▸ LISTA DE TAREFAS
**1.** Quais parentes do narrador são mencionados no trecho sobre o funeral? Liste todos.
**2.** Dê continuidade ao trecho sobre o funeral, começando logo após a última frase apresentada.

Piauí - Edição 152 [2019-05]

(Antfer) #1

A funerária estava instalada numa sala muito simples, pintada de azul,
no meio da qual tinham colocado o caixão, pequeno para um adulto.
Havia quatro vasos com flores não muito bonitas nos cantos e algumas
velas. Por causa da escassez de tudo no país, o caixão era alugado. A
funerária alternava os únicos dois que tinha. Quando morreu, Paulina
estava com sua malha favorita, mas a malha fora furtada, e no caixão
portava apenas um vestido simples, escolhido por uma prima. Eu não
conseguia parar de pensar em como minha mãe ficaria irritada com tudo
aquilo. “Que funeral medíocre, que café sem gosto, quantos erros
ortográficos no obituário. Que diferença do funeral de seu pai”, eu podia
ouvi-la reclamar. Vinte e cinco anos atrás, meu pai, de fato, teve um
funeral bem diferente, daqueles com enormes coroas de flores, saídas de
não se sabe onde, que abarrotaram a sala do velório. Ironicamente, o
preço dos dois velórios foi o mesmo: 40 mil bolívares soberanos. O de
meu pai tivemos que financiar em quatro parcelas. O de minha mãe
paguei à vista. Custou 74 dólares, o equivalente em dezembro a 39 960
bolívares (em dezembro, 1 dólar equivalia a 540 bolívares no mercado
paralelo; no final do mês passado, 1 dólar estava valendo 5,2 mil
bolívares). “Para você ver que economia estável: cobraram o mesmo
preço 25 anos depois”, brincou meu primo.

Registros de um conjunto de dados
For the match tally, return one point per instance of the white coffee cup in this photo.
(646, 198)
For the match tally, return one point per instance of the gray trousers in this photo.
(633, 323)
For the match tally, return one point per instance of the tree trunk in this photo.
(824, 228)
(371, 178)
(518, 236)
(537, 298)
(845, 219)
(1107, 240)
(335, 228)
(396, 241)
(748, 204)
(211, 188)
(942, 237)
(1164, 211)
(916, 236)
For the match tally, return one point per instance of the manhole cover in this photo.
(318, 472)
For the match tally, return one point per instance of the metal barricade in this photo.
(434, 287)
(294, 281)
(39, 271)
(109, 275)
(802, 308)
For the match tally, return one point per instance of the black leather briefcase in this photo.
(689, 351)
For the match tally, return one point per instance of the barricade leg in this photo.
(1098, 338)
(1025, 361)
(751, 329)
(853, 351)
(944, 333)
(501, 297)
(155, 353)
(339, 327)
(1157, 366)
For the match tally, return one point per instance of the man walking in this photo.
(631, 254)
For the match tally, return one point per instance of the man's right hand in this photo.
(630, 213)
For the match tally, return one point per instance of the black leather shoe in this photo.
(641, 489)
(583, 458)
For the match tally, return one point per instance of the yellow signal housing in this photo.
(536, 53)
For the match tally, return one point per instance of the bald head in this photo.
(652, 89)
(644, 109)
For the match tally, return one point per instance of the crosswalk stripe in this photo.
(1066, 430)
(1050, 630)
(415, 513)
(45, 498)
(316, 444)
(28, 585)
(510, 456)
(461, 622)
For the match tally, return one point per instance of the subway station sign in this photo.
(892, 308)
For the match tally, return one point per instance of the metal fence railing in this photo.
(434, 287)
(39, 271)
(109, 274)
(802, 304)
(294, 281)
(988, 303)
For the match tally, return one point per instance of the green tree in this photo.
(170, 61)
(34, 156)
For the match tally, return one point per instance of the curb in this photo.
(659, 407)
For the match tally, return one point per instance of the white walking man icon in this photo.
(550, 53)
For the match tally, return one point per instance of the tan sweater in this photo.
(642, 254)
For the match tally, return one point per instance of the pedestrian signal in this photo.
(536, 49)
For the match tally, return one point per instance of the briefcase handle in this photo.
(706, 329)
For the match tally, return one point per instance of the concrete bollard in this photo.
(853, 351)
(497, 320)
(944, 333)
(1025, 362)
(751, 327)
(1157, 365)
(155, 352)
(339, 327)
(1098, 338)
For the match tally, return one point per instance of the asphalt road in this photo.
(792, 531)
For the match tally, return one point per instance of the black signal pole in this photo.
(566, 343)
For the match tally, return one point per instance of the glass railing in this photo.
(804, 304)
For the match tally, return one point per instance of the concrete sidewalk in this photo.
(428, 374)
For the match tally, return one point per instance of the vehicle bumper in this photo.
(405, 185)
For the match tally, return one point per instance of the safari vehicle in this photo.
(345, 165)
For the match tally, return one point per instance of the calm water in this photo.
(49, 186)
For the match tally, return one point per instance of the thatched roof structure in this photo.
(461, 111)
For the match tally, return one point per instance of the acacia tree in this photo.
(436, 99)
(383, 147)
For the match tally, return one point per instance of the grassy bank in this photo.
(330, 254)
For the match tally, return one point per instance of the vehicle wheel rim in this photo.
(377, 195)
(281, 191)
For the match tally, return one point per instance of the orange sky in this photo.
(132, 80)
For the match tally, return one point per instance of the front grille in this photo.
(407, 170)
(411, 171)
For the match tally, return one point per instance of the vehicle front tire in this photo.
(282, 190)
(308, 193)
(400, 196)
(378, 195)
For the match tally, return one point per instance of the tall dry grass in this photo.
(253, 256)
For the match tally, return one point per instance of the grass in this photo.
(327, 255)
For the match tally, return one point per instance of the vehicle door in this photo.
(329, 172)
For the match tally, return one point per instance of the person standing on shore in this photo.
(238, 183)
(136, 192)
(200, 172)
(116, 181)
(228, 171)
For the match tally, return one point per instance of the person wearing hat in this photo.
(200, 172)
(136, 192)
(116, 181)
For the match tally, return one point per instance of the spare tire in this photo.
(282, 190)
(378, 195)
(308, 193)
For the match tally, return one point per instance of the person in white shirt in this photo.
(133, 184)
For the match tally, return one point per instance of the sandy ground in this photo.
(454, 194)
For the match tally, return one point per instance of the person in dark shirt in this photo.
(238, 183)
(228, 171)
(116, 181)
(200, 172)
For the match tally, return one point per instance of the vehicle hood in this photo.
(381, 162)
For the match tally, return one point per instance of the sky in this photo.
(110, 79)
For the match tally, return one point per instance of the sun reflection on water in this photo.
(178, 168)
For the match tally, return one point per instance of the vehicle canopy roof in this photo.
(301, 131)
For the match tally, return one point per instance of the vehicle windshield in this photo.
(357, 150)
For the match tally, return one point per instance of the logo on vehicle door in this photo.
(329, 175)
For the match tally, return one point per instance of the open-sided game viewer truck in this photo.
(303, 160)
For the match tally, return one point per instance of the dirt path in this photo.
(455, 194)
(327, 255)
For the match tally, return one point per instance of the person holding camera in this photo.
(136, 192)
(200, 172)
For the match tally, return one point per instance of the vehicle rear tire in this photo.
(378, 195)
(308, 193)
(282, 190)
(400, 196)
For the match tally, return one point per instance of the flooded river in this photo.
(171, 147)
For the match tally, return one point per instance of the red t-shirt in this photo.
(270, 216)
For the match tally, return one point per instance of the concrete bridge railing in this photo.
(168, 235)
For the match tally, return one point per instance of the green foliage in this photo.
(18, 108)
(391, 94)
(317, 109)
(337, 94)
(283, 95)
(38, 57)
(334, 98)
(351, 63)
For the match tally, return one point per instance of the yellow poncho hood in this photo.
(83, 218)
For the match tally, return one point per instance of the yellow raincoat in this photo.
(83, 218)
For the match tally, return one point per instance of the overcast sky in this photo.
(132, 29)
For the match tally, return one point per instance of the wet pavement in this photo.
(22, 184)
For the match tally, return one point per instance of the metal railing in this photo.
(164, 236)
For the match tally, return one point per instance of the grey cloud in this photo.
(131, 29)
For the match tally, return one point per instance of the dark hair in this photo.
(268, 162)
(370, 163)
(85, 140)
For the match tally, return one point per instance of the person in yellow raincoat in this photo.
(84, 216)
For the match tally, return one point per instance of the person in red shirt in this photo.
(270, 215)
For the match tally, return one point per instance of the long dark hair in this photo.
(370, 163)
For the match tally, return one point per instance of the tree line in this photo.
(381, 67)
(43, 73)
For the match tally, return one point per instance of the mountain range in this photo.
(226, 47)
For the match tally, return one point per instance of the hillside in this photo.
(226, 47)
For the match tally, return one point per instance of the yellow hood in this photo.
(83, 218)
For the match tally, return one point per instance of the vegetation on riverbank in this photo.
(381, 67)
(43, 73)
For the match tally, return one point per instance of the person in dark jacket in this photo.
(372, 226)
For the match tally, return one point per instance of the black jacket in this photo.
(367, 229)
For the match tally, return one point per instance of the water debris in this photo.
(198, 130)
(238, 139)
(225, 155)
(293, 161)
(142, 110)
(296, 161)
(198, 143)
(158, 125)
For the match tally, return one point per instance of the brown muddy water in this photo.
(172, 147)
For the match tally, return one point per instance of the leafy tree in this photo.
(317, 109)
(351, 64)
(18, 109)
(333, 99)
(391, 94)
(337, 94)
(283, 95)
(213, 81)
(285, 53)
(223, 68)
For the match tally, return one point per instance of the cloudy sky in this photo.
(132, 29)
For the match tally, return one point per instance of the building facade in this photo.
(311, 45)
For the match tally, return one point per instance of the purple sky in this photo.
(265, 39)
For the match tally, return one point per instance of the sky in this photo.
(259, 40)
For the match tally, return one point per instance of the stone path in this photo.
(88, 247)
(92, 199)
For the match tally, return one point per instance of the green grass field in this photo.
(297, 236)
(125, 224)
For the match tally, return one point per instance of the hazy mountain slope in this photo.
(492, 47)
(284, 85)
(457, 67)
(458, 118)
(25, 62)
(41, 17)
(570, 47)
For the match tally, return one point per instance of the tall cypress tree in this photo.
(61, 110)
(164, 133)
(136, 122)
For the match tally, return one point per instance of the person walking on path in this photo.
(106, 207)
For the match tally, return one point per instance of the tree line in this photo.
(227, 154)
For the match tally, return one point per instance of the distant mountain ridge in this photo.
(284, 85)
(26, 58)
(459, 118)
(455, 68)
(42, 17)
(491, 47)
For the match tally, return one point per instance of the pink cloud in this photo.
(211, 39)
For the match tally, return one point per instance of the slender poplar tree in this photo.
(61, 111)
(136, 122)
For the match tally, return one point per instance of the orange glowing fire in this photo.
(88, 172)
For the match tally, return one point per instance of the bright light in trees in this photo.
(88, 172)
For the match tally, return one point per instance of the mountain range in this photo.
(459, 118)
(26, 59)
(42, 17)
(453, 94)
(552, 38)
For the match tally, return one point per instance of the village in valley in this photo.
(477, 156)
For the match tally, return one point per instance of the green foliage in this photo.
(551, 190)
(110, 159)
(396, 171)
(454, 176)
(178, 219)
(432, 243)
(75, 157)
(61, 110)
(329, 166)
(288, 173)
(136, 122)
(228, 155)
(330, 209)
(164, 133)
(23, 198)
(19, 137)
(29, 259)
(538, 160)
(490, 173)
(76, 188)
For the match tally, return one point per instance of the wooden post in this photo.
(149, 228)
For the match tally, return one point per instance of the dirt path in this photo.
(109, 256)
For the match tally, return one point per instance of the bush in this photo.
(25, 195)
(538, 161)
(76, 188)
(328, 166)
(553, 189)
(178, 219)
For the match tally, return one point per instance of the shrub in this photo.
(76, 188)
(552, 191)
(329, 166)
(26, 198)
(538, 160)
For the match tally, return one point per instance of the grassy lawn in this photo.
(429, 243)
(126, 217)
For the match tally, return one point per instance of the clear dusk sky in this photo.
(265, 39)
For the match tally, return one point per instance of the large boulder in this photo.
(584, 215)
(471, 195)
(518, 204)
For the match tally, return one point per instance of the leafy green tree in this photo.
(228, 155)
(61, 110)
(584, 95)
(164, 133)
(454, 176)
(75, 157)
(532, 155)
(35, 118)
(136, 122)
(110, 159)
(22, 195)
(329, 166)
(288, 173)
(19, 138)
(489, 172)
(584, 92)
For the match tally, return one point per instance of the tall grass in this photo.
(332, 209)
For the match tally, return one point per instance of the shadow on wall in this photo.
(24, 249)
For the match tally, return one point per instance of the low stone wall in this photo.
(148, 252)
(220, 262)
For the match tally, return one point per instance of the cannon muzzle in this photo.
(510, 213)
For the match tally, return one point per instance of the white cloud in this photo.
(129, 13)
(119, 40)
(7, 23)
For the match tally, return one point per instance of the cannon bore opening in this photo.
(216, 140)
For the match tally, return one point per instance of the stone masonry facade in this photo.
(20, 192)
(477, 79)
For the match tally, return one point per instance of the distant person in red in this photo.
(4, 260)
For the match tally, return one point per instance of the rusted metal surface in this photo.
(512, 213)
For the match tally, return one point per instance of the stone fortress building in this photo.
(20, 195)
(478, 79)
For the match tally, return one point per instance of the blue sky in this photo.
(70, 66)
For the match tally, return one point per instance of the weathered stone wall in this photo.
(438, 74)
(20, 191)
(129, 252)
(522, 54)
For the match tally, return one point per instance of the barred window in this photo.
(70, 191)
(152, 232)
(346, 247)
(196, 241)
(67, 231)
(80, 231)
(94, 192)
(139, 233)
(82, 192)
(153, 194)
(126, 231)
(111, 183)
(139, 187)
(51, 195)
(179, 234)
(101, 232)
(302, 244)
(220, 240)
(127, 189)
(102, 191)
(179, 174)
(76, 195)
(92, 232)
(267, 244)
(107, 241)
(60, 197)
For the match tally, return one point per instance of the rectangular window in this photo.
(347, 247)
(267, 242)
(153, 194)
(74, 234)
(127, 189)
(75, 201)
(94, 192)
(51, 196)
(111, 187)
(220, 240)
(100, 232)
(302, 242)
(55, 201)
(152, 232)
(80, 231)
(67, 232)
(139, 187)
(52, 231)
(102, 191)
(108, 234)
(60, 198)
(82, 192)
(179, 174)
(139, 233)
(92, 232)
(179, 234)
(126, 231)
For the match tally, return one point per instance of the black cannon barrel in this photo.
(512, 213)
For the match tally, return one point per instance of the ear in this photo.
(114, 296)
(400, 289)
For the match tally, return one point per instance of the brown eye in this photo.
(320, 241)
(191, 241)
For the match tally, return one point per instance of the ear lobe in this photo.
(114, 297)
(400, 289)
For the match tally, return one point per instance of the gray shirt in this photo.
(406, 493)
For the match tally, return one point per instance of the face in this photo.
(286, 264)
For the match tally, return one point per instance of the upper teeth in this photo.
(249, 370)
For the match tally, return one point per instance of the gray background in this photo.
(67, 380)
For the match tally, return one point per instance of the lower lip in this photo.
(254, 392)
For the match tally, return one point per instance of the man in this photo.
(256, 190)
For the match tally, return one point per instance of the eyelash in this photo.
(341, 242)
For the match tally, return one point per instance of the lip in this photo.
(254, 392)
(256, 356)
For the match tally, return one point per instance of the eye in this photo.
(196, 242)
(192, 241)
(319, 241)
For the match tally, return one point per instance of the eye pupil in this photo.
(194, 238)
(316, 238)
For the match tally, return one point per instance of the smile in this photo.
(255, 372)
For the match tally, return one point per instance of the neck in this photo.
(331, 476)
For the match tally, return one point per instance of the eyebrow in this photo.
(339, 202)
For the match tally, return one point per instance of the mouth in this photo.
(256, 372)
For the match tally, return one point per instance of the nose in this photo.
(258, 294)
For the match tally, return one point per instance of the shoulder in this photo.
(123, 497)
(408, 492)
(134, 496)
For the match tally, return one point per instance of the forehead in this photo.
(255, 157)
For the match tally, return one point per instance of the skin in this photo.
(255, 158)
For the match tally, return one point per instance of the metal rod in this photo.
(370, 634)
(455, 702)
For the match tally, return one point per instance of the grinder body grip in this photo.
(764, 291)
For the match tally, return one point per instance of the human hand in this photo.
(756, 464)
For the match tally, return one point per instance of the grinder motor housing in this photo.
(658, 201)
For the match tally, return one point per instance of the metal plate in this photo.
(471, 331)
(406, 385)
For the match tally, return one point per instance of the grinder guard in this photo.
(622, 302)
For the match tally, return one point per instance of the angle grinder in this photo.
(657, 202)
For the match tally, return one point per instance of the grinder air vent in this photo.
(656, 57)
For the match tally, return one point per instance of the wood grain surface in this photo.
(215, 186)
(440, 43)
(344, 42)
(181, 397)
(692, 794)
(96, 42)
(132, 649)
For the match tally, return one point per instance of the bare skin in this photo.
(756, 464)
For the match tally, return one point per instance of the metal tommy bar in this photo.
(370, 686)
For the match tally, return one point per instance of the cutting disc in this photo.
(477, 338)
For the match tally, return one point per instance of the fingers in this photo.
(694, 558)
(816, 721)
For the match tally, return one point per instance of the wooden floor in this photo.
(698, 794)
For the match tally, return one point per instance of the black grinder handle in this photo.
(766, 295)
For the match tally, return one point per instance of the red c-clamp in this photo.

▸ RESPOSTAS POR TAREFA
**1.** Mãe, pai, prima e primo.

**2.**
Mostraram-me três caixas para escolher em qual delas eu preferiria
guardar as cinzas de minha mãe. Todas eram grandes e feias. Uma
reproduzia o caixão horrendo e tosco em que ela estava. Optei por uma
caixa de madeira natural, porque ela odiava imitações. O problema era a
cruz numa das laterais. Nos últimos anos, Paulina estava tão aborrecida
com Deus que meus primos ficaram com receio de me contar que tinham
encomendado uma missa.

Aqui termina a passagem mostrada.